### What is being asked:
What is needed here is a faithful repeat of every entry, with no character changed.

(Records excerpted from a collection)
>>

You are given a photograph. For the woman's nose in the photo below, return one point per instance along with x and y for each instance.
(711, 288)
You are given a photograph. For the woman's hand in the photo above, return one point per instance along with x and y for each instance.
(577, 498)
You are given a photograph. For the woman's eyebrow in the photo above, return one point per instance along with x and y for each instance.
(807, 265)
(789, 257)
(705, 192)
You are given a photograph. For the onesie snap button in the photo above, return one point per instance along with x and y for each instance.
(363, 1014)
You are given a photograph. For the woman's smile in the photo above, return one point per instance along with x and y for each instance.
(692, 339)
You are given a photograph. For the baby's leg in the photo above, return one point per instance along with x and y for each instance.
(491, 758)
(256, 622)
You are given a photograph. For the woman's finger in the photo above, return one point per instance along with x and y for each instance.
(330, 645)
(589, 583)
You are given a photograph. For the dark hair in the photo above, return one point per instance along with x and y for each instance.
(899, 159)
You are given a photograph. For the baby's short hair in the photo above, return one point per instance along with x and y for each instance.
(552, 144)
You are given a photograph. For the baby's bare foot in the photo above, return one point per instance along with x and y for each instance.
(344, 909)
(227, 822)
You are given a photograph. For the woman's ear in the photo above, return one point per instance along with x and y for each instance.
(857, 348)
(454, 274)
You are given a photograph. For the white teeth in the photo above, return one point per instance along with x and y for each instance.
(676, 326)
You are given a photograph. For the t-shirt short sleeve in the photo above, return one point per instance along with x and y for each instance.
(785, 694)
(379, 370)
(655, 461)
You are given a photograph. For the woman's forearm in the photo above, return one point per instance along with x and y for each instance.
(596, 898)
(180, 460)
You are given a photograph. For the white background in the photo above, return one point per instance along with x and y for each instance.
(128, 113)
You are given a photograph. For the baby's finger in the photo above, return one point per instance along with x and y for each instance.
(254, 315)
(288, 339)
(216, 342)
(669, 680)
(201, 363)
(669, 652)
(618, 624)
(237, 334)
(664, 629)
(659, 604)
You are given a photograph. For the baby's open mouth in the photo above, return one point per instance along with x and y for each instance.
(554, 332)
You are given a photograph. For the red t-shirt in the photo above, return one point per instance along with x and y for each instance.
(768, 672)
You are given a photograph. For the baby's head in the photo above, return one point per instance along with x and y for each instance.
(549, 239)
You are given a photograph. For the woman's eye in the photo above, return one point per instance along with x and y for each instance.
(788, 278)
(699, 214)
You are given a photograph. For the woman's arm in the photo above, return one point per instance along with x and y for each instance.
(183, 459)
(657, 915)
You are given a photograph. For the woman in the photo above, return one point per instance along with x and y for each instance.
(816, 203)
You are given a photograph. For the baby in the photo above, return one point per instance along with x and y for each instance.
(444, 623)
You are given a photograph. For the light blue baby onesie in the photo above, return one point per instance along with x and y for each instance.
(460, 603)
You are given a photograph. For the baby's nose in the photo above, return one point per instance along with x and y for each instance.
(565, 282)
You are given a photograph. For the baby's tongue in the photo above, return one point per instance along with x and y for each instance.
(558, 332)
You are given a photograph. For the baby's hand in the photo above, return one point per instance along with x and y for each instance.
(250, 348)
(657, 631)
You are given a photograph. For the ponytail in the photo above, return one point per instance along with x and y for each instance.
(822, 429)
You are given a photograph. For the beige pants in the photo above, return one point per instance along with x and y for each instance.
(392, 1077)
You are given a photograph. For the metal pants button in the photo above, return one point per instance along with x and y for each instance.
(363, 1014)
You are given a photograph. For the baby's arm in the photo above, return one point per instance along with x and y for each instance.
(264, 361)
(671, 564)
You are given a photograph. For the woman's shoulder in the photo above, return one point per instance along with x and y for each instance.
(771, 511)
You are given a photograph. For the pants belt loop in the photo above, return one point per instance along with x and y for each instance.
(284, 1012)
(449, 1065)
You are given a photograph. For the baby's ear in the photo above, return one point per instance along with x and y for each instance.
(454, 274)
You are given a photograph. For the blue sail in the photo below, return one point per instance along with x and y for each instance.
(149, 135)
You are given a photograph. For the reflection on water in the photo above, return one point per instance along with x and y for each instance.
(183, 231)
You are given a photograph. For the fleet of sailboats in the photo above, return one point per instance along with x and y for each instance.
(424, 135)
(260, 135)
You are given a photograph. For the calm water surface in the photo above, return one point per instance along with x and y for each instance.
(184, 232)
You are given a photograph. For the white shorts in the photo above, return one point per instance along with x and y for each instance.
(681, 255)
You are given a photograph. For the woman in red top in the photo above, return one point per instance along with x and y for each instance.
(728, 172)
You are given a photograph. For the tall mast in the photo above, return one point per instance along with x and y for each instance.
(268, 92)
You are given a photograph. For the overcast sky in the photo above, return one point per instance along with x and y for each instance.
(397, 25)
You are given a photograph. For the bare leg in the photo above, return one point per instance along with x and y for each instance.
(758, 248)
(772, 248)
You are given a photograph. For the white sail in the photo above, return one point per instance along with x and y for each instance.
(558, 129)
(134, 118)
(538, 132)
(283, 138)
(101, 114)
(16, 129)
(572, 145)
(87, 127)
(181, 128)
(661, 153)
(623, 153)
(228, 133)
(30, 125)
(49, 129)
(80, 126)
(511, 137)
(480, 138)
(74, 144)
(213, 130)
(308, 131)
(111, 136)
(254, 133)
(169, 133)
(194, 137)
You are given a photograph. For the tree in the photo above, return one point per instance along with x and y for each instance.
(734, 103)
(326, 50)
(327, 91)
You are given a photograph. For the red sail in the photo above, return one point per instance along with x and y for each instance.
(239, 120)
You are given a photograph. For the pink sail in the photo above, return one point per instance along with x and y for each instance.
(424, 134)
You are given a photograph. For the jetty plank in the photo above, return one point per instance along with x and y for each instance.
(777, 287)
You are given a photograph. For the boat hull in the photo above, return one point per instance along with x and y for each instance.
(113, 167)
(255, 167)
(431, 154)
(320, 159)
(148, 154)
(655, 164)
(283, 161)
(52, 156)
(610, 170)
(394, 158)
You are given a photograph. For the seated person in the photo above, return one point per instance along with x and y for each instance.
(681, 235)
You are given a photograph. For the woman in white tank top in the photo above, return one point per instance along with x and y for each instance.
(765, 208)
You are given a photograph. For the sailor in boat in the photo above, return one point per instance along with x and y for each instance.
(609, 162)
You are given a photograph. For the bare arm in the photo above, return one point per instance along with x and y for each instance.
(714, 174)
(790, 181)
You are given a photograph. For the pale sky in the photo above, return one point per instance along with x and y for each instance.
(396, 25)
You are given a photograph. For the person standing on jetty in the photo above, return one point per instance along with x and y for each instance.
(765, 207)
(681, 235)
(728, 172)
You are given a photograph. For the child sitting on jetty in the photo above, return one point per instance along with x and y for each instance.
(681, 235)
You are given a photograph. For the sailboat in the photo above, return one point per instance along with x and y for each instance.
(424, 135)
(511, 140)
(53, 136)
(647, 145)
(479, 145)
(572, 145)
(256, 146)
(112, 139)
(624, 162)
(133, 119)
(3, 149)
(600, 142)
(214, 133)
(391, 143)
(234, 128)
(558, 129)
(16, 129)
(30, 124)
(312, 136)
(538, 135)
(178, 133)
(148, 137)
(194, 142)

<<

### Finished exercise:
You are given a photograph. For the woman's nose in the photo below, return one point per instance along with x and y for each instance.
(711, 288)
You are given a photograph. For the woman's hand in the photo above, return one point per instance along with x and y for each instance.
(577, 498)
You are given a photograph. For the woman's eyebrow in the photo above, return one point per instance along with x and y for each instance.
(807, 265)
(789, 257)
(705, 192)
You are given a photograph. For the onesie snap button in the photo above, return one point per instance along with x and y for each instance.
(363, 1014)
You are given a photograph. For the woman's smile in the photo above, return one point per instance along with x and y for each instance.
(692, 339)
You are given a photograph. For the baby's leg in the photo above, return one point per instance along with x and y for each instance.
(491, 758)
(256, 622)
You are given a photograph. For the woman's finger in the photo above, return one point per instance along with x and y for each instance.
(330, 645)
(589, 583)
You are given a photograph. For the dark hair in the photo above, return one point per instance along with x and y for each instance.
(899, 159)
You are given a photograph. For the baby's short hair in the photo above, return one point per instance along with x and y for each instance.
(552, 144)
You are given a photograph. For the baby's bare foot in the photo above, return one point per instance along with x and y for each instance.
(344, 909)
(227, 822)
You are given a photograph. For the woman's ear in the photo above, return one point per instance along with x and y for each instance.
(857, 348)
(454, 274)
You are given a photograph. For the white teeth in the photo above, return one point per instance along with x and y for each instance.
(676, 326)
You are given a photograph. For the t-shirt short sleeve in the photo above, return one point per instance along with x and y for each instance.
(785, 694)
(379, 370)
(655, 461)
You are given a photograph. For the woman's forearm in the photo above, return one point per instance along with x and y for each instance.
(596, 898)
(180, 460)
You are given a photograph. For the white background in the photo above, return one point per instance along with x and y for each instance.
(128, 113)
You are given a photograph. For the baby's finger in the photo above, return one point per instance along with x and y for each instance.
(254, 315)
(288, 339)
(216, 342)
(669, 680)
(201, 363)
(669, 652)
(618, 624)
(237, 334)
(664, 629)
(659, 604)
You are given a photograph. For the baby's open mouth in the photo above, return one point per instance along with x and y for each instance.
(554, 332)
You are given a photograph. For the red t-shirt in the photo above, return one point per instance along with x and y for each instance.
(768, 672)
You are given a photograph. For the baby's head in the photo above, return one point per instance along with x and y for each instance.
(549, 239)
You are given a photograph. For the woman's eye in the photo above, return one point per instance along with x and y for each instance.
(788, 278)
(699, 214)
You are given a photograph. For the woman's arm in the photo above, return one point per instance along with x and y for each instance.
(183, 459)
(657, 915)
You are given a photograph. For the woman in the photo above, return one point per instance along with x and y for each instance.
(816, 203)
You are given a photograph. For the baby in the photo above, return one point per instance along with x and y for each instance.
(444, 623)
You are given a photograph. For the light blue baby onesie in the photo above, return one point per instance along with x and y for each instance.
(460, 603)
You are given a photograph. For the baby's nose in the photo above, return one point per instance along with x and y for each instance.
(565, 282)
You are given a photograph. For the baby's tongue in the photo above, return one point per instance along with x and y for each instance.
(558, 332)
You are given a photograph. For the baby's hand in the photo above, return one point per instance along with x and y for each instance.
(250, 348)
(657, 631)
You are given a photograph. For the ponytail in the photo above, return one point per instance along with x and y for each instance.
(822, 429)
You are given a photograph. For the beige pants in the photo above, return one point per instance along with x and y for each instance.
(392, 1077)
You are given a photograph. For the metal pants button in the photo above, return one point per instance along with x and y for each instance.
(363, 1014)
You are given a photograph. For the baby's arm in the photo above, return one point per instance along with x and y for each instance.
(264, 361)
(671, 564)
You are given a photograph. For the woman's shoulder in the photo above, return one point per instance along with x and y for each instance.
(771, 511)
You are given a photograph. For the pants belt loop in the photo above, return one point per instance along with x and y for each instance.
(284, 1012)
(449, 1065)
You are given a photograph. For the baby's ear in the photo above, return one point per instance along with x and y for each instance.
(454, 274)
You are given a photograph. For the blue sail in the photo below, return one point per instance along with x and y for each instance.
(149, 135)
You are given a photograph. For the reflection on water in the photo above, return one point per instance along with x and y for each instance.
(183, 231)
You are given a photograph. For the fleet of sailboats in the photo above, return one point per instance along with x and y for each instance.
(424, 135)
(260, 135)
You are given a photograph. For the calm water surface in the photo above, return one point per instance along with x and y for each instance.
(184, 232)
You are given a photograph. For the white shorts in the photo above, return one point per instance along with x and y for each instance.
(681, 255)
You are given a photograph. For the woman in red top in the photo above, return one point per instance along with x and y for each instance.
(728, 172)
You are given a photograph. For the tall mast in the photo above, return one point per instance along with x and y for each instance.
(268, 92)
You are given a photograph. For the overcast sky in the photo above, return one point per instance along with x and y for each instance.
(397, 25)
You are given a photograph. For the bare leg in the photo above, return one point per instance along with x and y for each instance.
(758, 248)
(772, 248)
You are given a photograph. For the white sail in the photo above, return one point per instance along with x and y for each instance.
(558, 129)
(134, 118)
(538, 132)
(283, 138)
(101, 114)
(16, 129)
(572, 145)
(87, 127)
(181, 128)
(661, 153)
(623, 153)
(228, 133)
(30, 125)
(49, 129)
(80, 126)
(511, 137)
(480, 138)
(74, 144)
(213, 130)
(308, 131)
(111, 136)
(254, 133)
(169, 133)
(194, 137)
You are given a photograph. For the tree in the photo above, return one point per instance along with x and y for each instance.
(734, 103)
(326, 50)
(327, 91)
You are given a photograph. For the red sail in the photo above, return one point per instance along with x and y for each instance.
(239, 120)
You are given a photograph. For the pink sail in the photo above, return one point per instance along with x and y for each instance.
(424, 134)
You are given a photograph. For the jetty plank in the photo above, return one point per instance along with x and y for each instance.
(777, 287)
You are given a photograph. For the boat hull in the photo above, return one point per instance along with x and y for each instance.
(113, 167)
(255, 167)
(431, 154)
(320, 159)
(148, 154)
(655, 164)
(283, 161)
(52, 156)
(610, 170)
(394, 158)
You are given a photograph. For the seated person in the photo above, return one point per instance along with x and y for each instance.
(681, 235)
You are given a photograph. For the woman in white tank top in the photo above, return one point per instance along with x and y for each instance.
(765, 208)
You are given a photograph. For the sailor in boat in the photo above, return one point per instance along with x and y for each instance.
(609, 162)
You are given a photograph. For the bare arm in the photo above, return one point per instance along with x and y for each instance.
(714, 174)
(790, 181)
You are given a photograph. For the pale sky in the photo above, return one point per instance along with x and y for each instance.
(396, 25)
You are given a photograph. For the person standing on jetty in the photo above, return one point per instance along with x and y for each instance.
(765, 207)
(681, 235)
(728, 172)
You are given a photograph. For the child sitting on jetty in the photo above, return one point per instance along with x and y for each instance.
(681, 235)
You are given a photograph. For the sailboat in the photo above, return one point per instance along with x and y for each instance.
(424, 135)
(511, 140)
(53, 136)
(647, 145)
(479, 145)
(572, 145)
(256, 146)
(112, 139)
(624, 162)
(133, 119)
(3, 149)
(600, 142)
(214, 133)
(391, 143)
(234, 128)
(558, 129)
(16, 129)
(30, 124)
(312, 136)
(538, 135)
(178, 133)
(148, 137)
(194, 142)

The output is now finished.